[Start Provided material]
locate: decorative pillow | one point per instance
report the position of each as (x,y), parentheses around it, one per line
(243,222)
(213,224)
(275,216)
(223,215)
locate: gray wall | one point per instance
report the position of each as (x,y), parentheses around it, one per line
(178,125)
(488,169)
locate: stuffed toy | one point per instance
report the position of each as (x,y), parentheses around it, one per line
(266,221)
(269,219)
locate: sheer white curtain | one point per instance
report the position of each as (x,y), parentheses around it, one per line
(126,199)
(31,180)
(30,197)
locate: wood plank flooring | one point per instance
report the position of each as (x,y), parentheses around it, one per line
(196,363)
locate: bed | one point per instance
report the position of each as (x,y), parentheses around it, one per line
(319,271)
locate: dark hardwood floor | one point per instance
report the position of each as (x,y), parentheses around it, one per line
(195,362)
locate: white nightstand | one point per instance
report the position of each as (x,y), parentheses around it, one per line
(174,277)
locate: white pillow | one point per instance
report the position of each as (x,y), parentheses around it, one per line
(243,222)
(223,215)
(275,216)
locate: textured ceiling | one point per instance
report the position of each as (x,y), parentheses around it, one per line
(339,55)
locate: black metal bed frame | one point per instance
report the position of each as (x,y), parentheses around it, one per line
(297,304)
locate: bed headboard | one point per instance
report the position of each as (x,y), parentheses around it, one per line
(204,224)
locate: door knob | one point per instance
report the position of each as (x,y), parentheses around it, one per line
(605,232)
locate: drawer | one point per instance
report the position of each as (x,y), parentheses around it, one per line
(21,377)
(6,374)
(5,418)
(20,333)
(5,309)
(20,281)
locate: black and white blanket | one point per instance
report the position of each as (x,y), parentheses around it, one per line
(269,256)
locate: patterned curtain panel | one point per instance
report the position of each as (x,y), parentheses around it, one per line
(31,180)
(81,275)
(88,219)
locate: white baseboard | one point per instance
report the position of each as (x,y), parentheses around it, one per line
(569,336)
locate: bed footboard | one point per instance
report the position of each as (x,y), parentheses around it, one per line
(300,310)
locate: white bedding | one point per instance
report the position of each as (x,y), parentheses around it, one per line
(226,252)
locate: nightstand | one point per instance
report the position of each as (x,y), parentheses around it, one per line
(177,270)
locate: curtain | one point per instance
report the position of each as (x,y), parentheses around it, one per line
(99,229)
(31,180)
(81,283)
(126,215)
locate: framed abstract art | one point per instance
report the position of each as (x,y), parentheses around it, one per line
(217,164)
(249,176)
[End Provided material]
*Task brief*:
Copy every one of the lines above word for word, from start to finish.

*Solution*:
locate: decorative pillow | one point per instance
report the position of each as (x,y), parentheses around it, one per line
(243,222)
(213,224)
(275,216)
(223,215)
locate: gray wall | one point per instance
report the position of each as (x,y), parentheses around it, one per line
(178,125)
(488,169)
locate: stuffed toy | one point per instance
report the position of each as (x,y), parentheses around it, one per line
(266,221)
(269,219)
locate: sheer white curtain | one point per instance
report the position of each as (x,y), parentheses around it, one per line
(126,199)
(31,180)
(30,197)
locate: wood plank flooring | one point per instance
report the position of each as (x,y), parentheses around it, one per line
(196,363)
locate: bed | one point per instance
report the position of each as (x,y), parentheses around it, one per line
(319,271)
locate: dark hardwood floor | one point per instance
report the position of each as (x,y), parentheses around it, one per line
(195,362)
locate: white nightstand | one point per instance
report the position of each as (x,y), parentheses around it, one per line
(174,277)
locate: white pillow | one point per instance
report the position of each as (x,y), parentheses around it, one per line
(243,222)
(223,215)
(275,216)
locate: textured ceiling | one point per instance
report the position of each as (x,y), parentheses around it, one per line
(339,55)
locate: black metal bed frame | one point per instance
report the position of each as (x,y), parentheses around it, one per line
(297,304)
locate: bed headboard | one point per instance
report the position of each as (x,y), parentheses around it, one per line
(204,224)
locate: door knob | one point per instance
report the position of each as (x,y), parentheses around it, one per line
(605,232)
locate: drawer | one point per instance
report the position of each as (x,y), parentheses around it, one per line
(21,377)
(6,374)
(5,418)
(20,333)
(5,309)
(20,281)
locate: black and white blanket | one point per instance
report the position of each as (x,y), parentheses around it, one per line
(269,256)
locate: patterned curtain panel | one point per instance
report the position of each as (x,y), parentheses around it, one per line
(31,180)
(81,275)
(88,219)
locate: white baseboard | one point per instance
report the position of each as (x,y), parentheses around it, one per line
(569,336)
locate: bed footboard | one point per instance
report the position of each as (x,y), parentheses around it, one per line
(300,310)
locate: white bedding | one point per instance
report the position of each as (x,y), parentheses around it, one per line
(226,252)
locate: nightstand | one point per instance
report the position of each as (x,y), parentheses around it, one per line
(177,270)
locate: curtain | one point per instance
report the position of each as (x,y), parentheses around it, one per line
(99,229)
(31,180)
(81,283)
(126,215)
locate: framed abstract art | one point per instance
report the position of each as (x,y), parentheses around it, one per line
(217,164)
(249,176)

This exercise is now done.